#### BACAAN
========================================

Khutbah Jumat ini mengingatkan kita untuk tidak membiarkan rumah kita jadi tempat istirahat saja, tapi jadikanlah ia sebagai ladang untuk menanamkan iman. Rumah adalah madrasah pertama bagi anak-anak, tempat mereka menyerap nilai, mendengar doa dari lisan orang tua, dan melihat langsung bagaimana iman dijalankan dalam kehidupan nyata.
Jika kita ingin membangun bangsa yang besar dan bermartabat, maka kita harus mulai dari hal yang paling dekat: keluarga kita sendiri. Bukan hanya mencukupi gizi tubuh anak, tapi juga memberi gizi pada jiwanya dengan iman dan nilai-nilai agama.
KHUTBAH PERTAMA
الحمدُ للهِ الَّذِي أَمَرَنَا بِالْتَّقْوَى فِي بُيُوتِنَا وَجَعَلَهَا سَبَبًا لِتَرْبِيَةِ جِيلٍ فِي رُوحِ الإِيمَانِ وَالإِحْسَانِ
نَشْهَدُ أَنْ لَا إِلٰهَ إِلَّا اللّهُ وَحْدَهُ لَا شَرِيكَ لَهُ، وَنَشْهَدُ أَنَّ سَيِّدَنَا مُحَمَّدًا عَبْدُهُ وَرَسُولُهُ، الْمَبْعُوثُ رَحْمَةً لِلْعَٰلَمِينَ، اللّهُمَّ صَلِّ وَسَلِّمْ وَبَارِكْ عَلَى سَيِّدِنَا مُحَمَّدٍ وَعَلَى آلِهِ وَصَحْبِهِ أَجْمَعِينَ، وَعَلَى مَنْ سَارَ عَلَى نَهْجِهِ وَاقْتَفَى أَثَرَهُ بِإِحْسَانٍ إِلَى يَوْمِ الدِّينِ.

========================================

#### DAFTAR ENTRI
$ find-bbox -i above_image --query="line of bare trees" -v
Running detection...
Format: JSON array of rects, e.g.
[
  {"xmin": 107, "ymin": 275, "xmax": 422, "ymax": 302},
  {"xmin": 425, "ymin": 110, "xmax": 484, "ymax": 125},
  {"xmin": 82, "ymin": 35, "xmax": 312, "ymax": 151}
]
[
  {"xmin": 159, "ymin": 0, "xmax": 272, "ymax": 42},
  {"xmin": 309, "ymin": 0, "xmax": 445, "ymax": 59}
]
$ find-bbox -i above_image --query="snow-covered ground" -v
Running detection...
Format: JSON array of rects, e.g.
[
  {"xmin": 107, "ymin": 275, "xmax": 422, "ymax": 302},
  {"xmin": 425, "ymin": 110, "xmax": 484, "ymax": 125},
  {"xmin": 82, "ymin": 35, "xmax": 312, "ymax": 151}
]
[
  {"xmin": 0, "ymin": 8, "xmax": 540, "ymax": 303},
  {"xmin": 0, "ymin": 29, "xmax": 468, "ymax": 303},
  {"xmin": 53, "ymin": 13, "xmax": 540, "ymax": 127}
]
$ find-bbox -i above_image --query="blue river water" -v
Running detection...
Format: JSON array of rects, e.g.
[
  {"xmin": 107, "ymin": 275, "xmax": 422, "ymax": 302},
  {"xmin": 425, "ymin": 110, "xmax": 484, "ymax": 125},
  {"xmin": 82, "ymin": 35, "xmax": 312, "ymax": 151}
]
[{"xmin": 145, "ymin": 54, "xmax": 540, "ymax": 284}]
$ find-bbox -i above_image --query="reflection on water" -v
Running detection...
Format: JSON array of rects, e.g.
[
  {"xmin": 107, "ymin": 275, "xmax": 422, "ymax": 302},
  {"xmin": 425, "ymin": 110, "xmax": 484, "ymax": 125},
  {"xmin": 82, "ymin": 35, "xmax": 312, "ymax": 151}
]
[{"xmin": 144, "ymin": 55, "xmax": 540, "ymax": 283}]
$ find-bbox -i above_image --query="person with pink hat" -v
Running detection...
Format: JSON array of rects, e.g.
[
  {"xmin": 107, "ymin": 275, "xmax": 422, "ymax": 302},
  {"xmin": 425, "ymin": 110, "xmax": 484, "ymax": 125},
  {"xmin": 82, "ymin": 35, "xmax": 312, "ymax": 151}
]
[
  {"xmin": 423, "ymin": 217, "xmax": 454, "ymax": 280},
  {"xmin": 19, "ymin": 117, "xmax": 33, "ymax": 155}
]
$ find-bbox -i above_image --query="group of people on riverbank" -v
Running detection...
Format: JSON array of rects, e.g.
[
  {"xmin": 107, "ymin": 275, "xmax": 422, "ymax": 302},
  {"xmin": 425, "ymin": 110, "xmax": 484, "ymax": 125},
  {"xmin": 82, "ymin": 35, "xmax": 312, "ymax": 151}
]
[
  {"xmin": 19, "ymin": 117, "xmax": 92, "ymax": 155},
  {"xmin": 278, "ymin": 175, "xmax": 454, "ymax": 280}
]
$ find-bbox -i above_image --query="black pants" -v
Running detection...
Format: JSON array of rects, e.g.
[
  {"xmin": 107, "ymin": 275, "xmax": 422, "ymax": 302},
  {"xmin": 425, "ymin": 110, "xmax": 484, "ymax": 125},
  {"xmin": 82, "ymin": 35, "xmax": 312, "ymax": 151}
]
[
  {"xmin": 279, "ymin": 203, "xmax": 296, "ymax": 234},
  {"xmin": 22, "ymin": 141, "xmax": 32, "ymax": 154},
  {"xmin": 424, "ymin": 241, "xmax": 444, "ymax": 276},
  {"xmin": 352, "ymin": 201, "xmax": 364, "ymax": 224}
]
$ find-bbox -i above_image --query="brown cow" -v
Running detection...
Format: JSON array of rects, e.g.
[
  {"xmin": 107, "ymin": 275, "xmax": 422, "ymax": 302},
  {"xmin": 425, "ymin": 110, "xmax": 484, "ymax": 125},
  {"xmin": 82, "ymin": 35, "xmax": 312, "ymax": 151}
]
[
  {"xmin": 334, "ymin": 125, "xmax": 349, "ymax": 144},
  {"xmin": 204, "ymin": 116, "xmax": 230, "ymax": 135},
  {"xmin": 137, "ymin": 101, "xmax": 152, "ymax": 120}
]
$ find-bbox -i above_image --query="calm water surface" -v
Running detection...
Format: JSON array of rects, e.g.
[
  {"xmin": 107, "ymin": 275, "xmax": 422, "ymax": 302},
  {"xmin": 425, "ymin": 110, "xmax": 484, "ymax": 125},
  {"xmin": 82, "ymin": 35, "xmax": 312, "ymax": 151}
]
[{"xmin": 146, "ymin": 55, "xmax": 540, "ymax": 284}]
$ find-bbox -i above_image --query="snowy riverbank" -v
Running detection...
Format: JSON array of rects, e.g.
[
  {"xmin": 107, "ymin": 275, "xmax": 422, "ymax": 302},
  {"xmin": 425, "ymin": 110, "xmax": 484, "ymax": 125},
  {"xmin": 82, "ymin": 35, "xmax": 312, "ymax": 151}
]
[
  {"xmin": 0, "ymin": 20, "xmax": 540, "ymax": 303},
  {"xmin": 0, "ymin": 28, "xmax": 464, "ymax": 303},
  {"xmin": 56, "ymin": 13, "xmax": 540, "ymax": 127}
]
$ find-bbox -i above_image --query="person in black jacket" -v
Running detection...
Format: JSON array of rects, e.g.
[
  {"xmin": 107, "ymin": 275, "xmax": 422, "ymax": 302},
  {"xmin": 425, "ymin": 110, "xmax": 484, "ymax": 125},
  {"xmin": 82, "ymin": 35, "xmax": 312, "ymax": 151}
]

========================================

#### TUGAS 1
Ringkas paragraf dalam bacaan yang diawali "Khutbah Jumat ini mengingatkan kita" menjadi daftar poin yang memuat fakta utamanya.
#### TUGAS 2
Jawab pertanyaan berikut berdasarkan bacaan, satu jawaban per baris:
(a) Menurut bacaan, rumah adalah madrasah pertama bagi siapa?
(b) Untuk membangun bangsa yang besar dan bermartabat, kita harus mulai dari mana?
(c) Apa judul bagian yang tercantum tepat sebelum teks berbahasa Arab?

#### JAWABAN AKHIR 1
- Rumah jangan hanya menjadi tempat istirahat, tetapi juga ladang untuk menanamkan iman.
- Rumah adalah madrasah pertama bagi anak-anak.
- Di rumah, anak menyerap nilai dan mendengar doa dari lisan orang tua.
- Di rumah pula anak melihat langsung bagaimana iman dijalankan dalam kehidupan nyata.

#### JAWABAN AKHIR 2
(a) Anak-anak.
(b) Dari keluarga kita sendiri.
(c) KHUTBAH PERTAMA.